* [What is needed]:
Count the lines in the records below that contain the string "mountain". Reply with the number only.

* [Supplied data]:

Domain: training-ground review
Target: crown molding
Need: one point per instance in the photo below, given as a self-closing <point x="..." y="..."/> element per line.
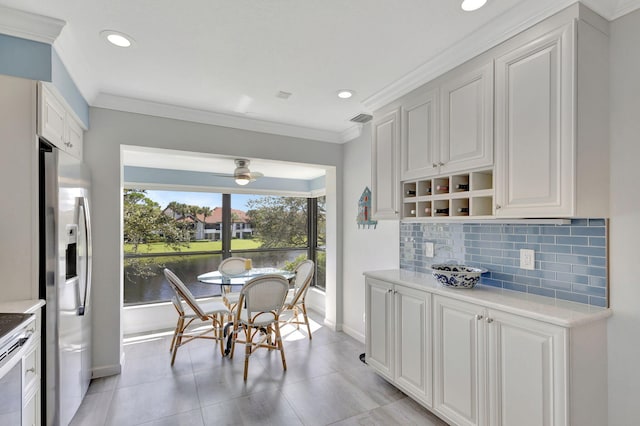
<point x="351" y="133"/>
<point x="139" y="106"/>
<point x="30" y="26"/>
<point x="623" y="7"/>
<point x="507" y="25"/>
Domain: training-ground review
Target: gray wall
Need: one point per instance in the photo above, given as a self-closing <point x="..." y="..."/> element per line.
<point x="364" y="249"/>
<point x="111" y="129"/>
<point x="624" y="325"/>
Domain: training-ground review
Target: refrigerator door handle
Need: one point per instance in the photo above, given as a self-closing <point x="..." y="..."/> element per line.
<point x="83" y="211"/>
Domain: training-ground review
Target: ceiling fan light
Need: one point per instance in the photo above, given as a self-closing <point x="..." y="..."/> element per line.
<point x="242" y="179"/>
<point x="471" y="5"/>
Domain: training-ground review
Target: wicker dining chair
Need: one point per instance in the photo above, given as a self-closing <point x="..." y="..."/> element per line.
<point x="212" y="313"/>
<point x="258" y="316"/>
<point x="295" y="301"/>
<point x="229" y="267"/>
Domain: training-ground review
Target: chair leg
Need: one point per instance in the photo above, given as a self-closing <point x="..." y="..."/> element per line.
<point x="218" y="324"/>
<point x="295" y="316"/>
<point x="233" y="339"/>
<point x="175" y="333"/>
<point x="306" y="319"/>
<point x="276" y="327"/>
<point x="178" y="341"/>
<point x="247" y="351"/>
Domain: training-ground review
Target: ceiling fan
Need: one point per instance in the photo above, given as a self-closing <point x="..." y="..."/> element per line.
<point x="242" y="174"/>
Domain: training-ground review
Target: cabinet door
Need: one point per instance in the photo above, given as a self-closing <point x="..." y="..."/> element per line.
<point x="458" y="357"/>
<point x="31" y="408"/>
<point x="51" y="118"/>
<point x="467" y="120"/>
<point x="384" y="165"/>
<point x="526" y="371"/>
<point x="419" y="148"/>
<point x="535" y="164"/>
<point x="413" y="343"/>
<point x="73" y="142"/>
<point x="379" y="326"/>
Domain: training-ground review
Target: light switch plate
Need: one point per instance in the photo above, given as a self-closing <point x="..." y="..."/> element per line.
<point x="527" y="259"/>
<point x="429" y="249"/>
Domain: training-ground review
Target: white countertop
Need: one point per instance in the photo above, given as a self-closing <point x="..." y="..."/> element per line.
<point x="547" y="309"/>
<point x="21" y="306"/>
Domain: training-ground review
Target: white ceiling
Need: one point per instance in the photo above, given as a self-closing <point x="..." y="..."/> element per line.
<point x="229" y="58"/>
<point x="201" y="162"/>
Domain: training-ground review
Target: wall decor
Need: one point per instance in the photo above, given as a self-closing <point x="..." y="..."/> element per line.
<point x="364" y="210"/>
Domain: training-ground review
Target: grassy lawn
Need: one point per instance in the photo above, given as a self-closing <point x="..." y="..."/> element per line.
<point x="194" y="246"/>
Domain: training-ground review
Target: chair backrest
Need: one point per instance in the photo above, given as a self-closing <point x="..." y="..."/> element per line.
<point x="183" y="292"/>
<point x="304" y="274"/>
<point x="232" y="266"/>
<point x="264" y="294"/>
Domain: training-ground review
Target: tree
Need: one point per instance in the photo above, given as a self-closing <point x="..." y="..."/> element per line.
<point x="144" y="221"/>
<point x="279" y="221"/>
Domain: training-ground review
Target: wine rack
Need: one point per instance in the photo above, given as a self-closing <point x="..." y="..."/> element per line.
<point x="453" y="196"/>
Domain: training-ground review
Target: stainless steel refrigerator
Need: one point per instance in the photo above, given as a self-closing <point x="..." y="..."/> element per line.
<point x="65" y="282"/>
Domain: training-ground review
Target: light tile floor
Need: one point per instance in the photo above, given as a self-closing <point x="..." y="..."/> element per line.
<point x="325" y="383"/>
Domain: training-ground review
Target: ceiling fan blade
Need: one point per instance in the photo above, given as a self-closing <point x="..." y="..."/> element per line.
<point x="230" y="175"/>
<point x="255" y="175"/>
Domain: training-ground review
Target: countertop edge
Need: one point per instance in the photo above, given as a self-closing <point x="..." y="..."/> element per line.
<point x="27" y="306"/>
<point x="563" y="313"/>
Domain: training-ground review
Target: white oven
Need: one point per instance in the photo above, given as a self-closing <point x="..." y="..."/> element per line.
<point x="16" y="331"/>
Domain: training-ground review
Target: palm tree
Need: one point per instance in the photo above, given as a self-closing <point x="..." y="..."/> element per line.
<point x="206" y="212"/>
<point x="174" y="208"/>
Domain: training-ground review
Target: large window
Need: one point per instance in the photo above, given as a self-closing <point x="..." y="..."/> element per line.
<point x="190" y="233"/>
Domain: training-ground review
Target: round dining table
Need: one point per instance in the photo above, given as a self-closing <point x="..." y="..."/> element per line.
<point x="238" y="280"/>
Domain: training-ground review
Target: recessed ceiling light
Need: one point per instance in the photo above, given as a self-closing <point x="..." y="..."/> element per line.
<point x="117" y="38"/>
<point x="471" y="5"/>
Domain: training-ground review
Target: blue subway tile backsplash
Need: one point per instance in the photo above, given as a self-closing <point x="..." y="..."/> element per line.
<point x="570" y="259"/>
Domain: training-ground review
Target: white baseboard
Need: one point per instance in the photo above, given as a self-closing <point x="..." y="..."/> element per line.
<point x="353" y="333"/>
<point x="107" y="370"/>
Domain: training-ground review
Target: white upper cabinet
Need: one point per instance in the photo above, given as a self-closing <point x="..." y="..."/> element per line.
<point x="56" y="124"/>
<point x="466" y="140"/>
<point x="534" y="120"/>
<point x="384" y="161"/>
<point x="551" y="121"/>
<point x="419" y="148"/>
<point x="531" y="112"/>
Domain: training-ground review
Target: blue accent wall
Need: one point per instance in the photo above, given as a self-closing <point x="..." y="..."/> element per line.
<point x="34" y="60"/>
<point x="190" y="178"/>
<point x="64" y="83"/>
<point x="570" y="260"/>
<point x="25" y="58"/>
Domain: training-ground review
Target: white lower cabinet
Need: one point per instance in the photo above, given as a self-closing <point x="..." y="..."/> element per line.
<point x="487" y="357"/>
<point x="399" y="337"/>
<point x="495" y="368"/>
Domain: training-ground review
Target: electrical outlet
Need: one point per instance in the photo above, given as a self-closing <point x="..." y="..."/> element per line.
<point x="429" y="249"/>
<point x="527" y="259"/>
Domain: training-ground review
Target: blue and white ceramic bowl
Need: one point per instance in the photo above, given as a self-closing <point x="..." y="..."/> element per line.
<point x="456" y="276"/>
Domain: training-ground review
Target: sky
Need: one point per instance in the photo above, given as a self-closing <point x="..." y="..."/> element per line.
<point x="201" y="199"/>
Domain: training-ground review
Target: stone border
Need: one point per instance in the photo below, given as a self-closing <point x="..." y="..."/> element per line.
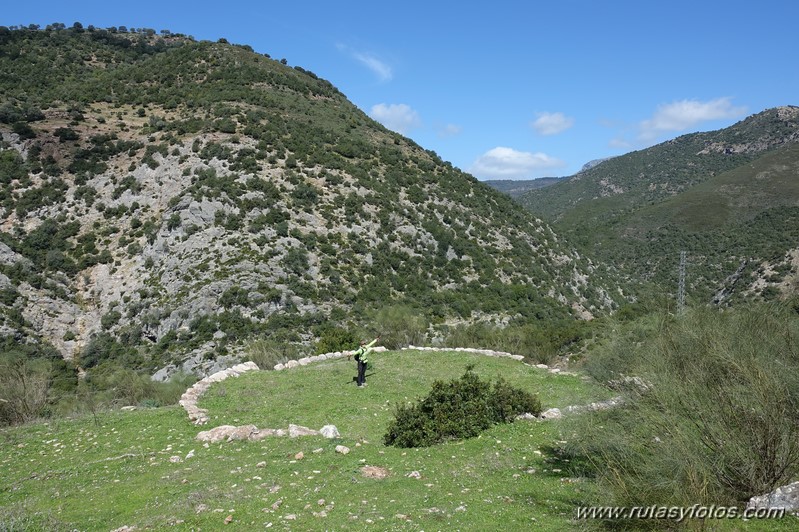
<point x="199" y="416"/>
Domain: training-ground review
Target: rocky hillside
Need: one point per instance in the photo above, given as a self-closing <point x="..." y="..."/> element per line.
<point x="162" y="196"/>
<point x="730" y="198"/>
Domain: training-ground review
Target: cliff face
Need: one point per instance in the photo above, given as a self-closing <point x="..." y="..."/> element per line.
<point x="164" y="197"/>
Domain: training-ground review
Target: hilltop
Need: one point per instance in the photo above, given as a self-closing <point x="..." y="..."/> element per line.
<point x="165" y="198"/>
<point x="728" y="197"/>
<point x="517" y="187"/>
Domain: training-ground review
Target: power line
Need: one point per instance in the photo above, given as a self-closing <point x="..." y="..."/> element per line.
<point x="681" y="285"/>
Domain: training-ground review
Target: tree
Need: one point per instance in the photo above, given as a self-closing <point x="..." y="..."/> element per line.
<point x="24" y="386"/>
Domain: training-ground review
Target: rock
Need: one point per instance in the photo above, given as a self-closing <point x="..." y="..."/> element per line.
<point x="786" y="497"/>
<point x="552" y="413"/>
<point x="298" y="430"/>
<point x="374" y="472"/>
<point x="329" y="431"/>
<point x="227" y="433"/>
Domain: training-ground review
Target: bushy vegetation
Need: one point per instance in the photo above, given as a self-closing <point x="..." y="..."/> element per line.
<point x="538" y="341"/>
<point x="712" y="415"/>
<point x="458" y="409"/>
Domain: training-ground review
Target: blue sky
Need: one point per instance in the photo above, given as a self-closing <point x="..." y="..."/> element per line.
<point x="506" y="89"/>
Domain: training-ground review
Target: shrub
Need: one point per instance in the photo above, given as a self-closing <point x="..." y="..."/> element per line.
<point x="25" y="385"/>
<point x="267" y="353"/>
<point x="400" y="326"/>
<point x="336" y="339"/>
<point x="718" y="421"/>
<point x="461" y="408"/>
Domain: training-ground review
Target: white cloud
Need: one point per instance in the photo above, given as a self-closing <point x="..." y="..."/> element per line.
<point x="619" y="144"/>
<point x="684" y="114"/>
<point x="379" y="67"/>
<point x="507" y="163"/>
<point x="448" y="130"/>
<point x="397" y="117"/>
<point x="551" y="123"/>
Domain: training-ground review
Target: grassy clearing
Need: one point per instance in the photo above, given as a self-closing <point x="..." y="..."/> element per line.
<point x="75" y="474"/>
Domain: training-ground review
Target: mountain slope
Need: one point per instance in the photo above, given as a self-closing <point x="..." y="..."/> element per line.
<point x="162" y="196"/>
<point x="517" y="187"/>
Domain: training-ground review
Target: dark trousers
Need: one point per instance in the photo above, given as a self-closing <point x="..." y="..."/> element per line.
<point x="361" y="373"/>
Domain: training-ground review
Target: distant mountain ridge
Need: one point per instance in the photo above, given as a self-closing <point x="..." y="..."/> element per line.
<point x="726" y="196"/>
<point x="164" y="198"/>
<point x="517" y="187"/>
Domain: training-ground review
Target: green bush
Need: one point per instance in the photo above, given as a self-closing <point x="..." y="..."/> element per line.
<point x="461" y="408"/>
<point x="267" y="353"/>
<point x="400" y="326"/>
<point x="717" y="418"/>
<point x="336" y="339"/>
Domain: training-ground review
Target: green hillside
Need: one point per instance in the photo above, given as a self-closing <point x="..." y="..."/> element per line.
<point x="119" y="471"/>
<point x="727" y="197"/>
<point x="163" y="198"/>
<point x="517" y="187"/>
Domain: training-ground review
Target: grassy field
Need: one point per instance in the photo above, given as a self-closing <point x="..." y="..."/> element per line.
<point x="87" y="474"/>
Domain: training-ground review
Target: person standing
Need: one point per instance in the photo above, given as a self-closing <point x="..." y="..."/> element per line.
<point x="362" y="358"/>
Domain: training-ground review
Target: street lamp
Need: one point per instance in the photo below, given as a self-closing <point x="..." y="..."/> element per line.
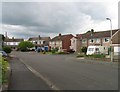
<point x="110" y="38"/>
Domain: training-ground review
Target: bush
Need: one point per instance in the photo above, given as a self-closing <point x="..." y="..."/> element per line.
<point x="53" y="51"/>
<point x="81" y="55"/>
<point x="3" y="67"/>
<point x="25" y="45"/>
<point x="96" y="56"/>
<point x="7" y="49"/>
<point x="84" y="50"/>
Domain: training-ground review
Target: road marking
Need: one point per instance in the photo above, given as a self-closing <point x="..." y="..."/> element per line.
<point x="48" y="82"/>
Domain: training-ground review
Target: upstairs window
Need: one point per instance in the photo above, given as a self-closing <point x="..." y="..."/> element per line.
<point x="84" y="41"/>
<point x="106" y="39"/>
<point x="91" y="40"/>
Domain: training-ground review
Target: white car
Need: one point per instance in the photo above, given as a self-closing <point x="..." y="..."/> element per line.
<point x="3" y="53"/>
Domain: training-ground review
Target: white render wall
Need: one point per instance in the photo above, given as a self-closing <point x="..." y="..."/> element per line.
<point x="73" y="44"/>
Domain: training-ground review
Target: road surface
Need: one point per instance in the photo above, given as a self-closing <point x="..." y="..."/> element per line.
<point x="65" y="72"/>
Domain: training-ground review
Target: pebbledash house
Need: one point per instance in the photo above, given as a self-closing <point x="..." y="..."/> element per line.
<point x="61" y="42"/>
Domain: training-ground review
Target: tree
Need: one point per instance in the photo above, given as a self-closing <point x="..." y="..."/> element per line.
<point x="25" y="45"/>
<point x="84" y="50"/>
<point x="7" y="49"/>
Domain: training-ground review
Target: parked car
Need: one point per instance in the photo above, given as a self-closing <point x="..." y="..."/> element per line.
<point x="97" y="50"/>
<point x="3" y="53"/>
<point x="70" y="51"/>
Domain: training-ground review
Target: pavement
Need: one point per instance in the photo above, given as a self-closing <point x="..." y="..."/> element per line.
<point x="23" y="79"/>
<point x="63" y="71"/>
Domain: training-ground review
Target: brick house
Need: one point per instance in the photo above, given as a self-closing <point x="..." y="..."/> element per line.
<point x="12" y="42"/>
<point x="116" y="43"/>
<point x="62" y="42"/>
<point x="1" y="41"/>
<point x="100" y="38"/>
<point x="40" y="41"/>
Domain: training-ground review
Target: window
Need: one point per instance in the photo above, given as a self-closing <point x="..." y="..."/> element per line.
<point x="91" y="40"/>
<point x="90" y="49"/>
<point x="84" y="41"/>
<point x="97" y="40"/>
<point x="106" y="39"/>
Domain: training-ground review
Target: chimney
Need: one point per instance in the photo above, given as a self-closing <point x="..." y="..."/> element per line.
<point x="59" y="34"/>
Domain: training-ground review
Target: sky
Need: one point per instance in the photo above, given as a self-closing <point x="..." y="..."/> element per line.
<point x="30" y="19"/>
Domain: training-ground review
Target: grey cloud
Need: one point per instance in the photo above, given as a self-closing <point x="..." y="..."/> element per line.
<point x="49" y="17"/>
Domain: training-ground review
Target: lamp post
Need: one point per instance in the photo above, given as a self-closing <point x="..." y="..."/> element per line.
<point x="111" y="54"/>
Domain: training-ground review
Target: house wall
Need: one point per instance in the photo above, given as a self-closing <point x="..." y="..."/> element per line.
<point x="74" y="44"/>
<point x="54" y="44"/>
<point x="12" y="43"/>
<point x="66" y="43"/>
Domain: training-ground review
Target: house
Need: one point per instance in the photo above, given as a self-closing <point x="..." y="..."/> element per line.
<point x="1" y="41"/>
<point x="12" y="42"/>
<point x="61" y="42"/>
<point x="40" y="41"/>
<point x="116" y="43"/>
<point x="100" y="38"/>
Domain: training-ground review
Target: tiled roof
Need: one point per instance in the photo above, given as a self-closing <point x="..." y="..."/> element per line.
<point x="61" y="37"/>
<point x="39" y="38"/>
<point x="14" y="40"/>
<point x="99" y="34"/>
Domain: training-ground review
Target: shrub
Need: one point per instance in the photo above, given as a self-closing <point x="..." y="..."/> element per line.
<point x="81" y="55"/>
<point x="96" y="56"/>
<point x="53" y="51"/>
<point x="3" y="67"/>
<point x="84" y="50"/>
<point x="7" y="49"/>
<point x="23" y="46"/>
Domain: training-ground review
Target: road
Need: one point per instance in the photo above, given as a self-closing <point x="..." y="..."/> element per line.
<point x="65" y="72"/>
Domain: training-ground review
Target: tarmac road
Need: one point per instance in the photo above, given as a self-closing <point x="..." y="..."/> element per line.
<point x="63" y="72"/>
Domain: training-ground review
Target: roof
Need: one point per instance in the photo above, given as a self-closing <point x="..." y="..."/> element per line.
<point x="116" y="38"/>
<point x="61" y="37"/>
<point x="39" y="38"/>
<point x="98" y="34"/>
<point x="14" y="40"/>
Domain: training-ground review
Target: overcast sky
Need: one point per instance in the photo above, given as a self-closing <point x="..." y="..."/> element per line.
<point x="28" y="19"/>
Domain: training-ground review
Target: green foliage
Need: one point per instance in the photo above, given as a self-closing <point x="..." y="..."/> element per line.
<point x="7" y="49"/>
<point x="54" y="50"/>
<point x="62" y="53"/>
<point x="3" y="70"/>
<point x="84" y="50"/>
<point x="23" y="46"/>
<point x="81" y="55"/>
<point x="96" y="55"/>
<point x="92" y="56"/>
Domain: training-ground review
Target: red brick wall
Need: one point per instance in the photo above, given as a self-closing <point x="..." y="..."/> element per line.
<point x="66" y="43"/>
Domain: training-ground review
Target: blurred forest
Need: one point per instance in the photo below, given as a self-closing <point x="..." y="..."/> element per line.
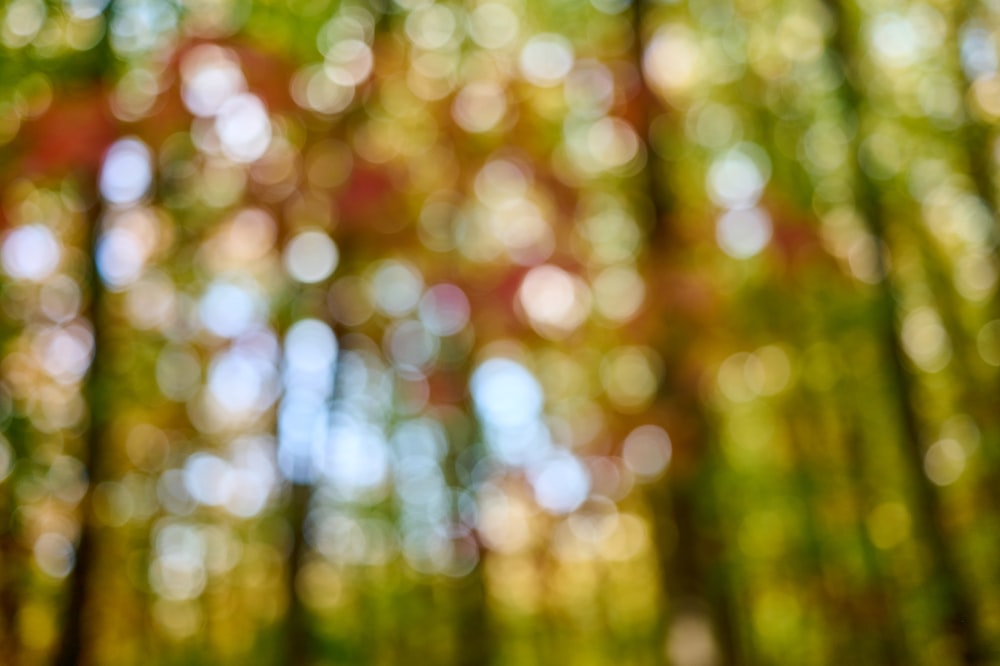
<point x="499" y="332"/>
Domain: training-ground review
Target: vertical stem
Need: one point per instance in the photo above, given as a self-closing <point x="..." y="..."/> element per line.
<point x="958" y="607"/>
<point x="684" y="522"/>
<point x="71" y="648"/>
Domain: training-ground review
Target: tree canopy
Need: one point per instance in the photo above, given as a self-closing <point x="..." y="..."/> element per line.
<point x="499" y="332"/>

* [Reply]:
2